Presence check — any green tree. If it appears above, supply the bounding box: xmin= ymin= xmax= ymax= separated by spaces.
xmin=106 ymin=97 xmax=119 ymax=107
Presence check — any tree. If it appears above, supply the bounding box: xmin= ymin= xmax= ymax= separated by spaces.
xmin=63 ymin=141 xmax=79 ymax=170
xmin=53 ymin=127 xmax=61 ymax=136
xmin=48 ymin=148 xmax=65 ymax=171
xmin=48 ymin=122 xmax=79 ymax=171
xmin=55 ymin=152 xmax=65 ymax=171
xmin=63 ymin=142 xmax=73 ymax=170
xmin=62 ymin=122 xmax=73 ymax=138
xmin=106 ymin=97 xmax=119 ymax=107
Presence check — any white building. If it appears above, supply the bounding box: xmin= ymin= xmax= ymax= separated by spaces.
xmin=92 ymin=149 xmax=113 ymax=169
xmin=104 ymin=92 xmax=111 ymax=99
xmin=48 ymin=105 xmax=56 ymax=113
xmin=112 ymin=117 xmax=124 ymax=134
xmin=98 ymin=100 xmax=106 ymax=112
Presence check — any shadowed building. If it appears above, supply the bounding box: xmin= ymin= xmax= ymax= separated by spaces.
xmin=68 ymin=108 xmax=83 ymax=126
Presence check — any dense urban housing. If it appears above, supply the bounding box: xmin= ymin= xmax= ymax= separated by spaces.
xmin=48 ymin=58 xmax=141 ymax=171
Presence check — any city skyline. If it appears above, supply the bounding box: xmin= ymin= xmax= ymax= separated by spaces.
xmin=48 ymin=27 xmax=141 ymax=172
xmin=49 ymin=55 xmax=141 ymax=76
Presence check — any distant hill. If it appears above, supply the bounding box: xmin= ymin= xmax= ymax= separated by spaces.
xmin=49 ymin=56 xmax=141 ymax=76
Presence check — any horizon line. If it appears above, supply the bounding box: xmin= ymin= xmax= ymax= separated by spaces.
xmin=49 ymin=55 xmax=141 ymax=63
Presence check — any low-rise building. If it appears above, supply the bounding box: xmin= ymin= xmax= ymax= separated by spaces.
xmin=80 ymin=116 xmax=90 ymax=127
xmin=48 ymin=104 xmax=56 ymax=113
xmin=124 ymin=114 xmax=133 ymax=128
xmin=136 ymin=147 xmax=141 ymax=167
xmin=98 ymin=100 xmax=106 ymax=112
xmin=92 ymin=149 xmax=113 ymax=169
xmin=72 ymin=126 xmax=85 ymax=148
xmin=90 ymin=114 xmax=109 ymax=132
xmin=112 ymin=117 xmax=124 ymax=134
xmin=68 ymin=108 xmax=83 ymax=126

------------------------------------------------------------------------

:: EXERCISE PROMPT ::
Please write out only the lines from the one containing "Presence check — any dense" to the end of the records above, exactly, both ends included.

:: WRITTEN SOLUTION ::
Presence check — any dense urban housing. If it appears above, supply the bounding box: xmin= ymin= xmax= ymax= separated by spaces.
xmin=48 ymin=58 xmax=141 ymax=171
Presence check — any city skyline. If it appears above, supply the bounding box: xmin= ymin= xmax= ymax= separated by spaces.
xmin=48 ymin=27 xmax=141 ymax=172
xmin=49 ymin=55 xmax=141 ymax=76
Presence check — any distant hill. If it appears above, supply the bounding box: xmin= ymin= xmax= ymax= separated by spaces.
xmin=49 ymin=56 xmax=141 ymax=76
Presence check — any horizon line. If it appears above, supply the bounding box: xmin= ymin= xmax= ymax= separated by spaces.
xmin=49 ymin=55 xmax=141 ymax=63
Presence check — any low-rise building. If it appears above, supply the bounding box: xmin= ymin= xmax= ymax= separated by spaces.
xmin=80 ymin=116 xmax=90 ymax=127
xmin=48 ymin=104 xmax=56 ymax=113
xmin=124 ymin=114 xmax=133 ymax=128
xmin=136 ymin=147 xmax=141 ymax=167
xmin=98 ymin=100 xmax=106 ymax=112
xmin=92 ymin=149 xmax=113 ymax=169
xmin=72 ymin=126 xmax=85 ymax=148
xmin=90 ymin=114 xmax=109 ymax=132
xmin=112 ymin=117 xmax=124 ymax=134
xmin=68 ymin=108 xmax=83 ymax=126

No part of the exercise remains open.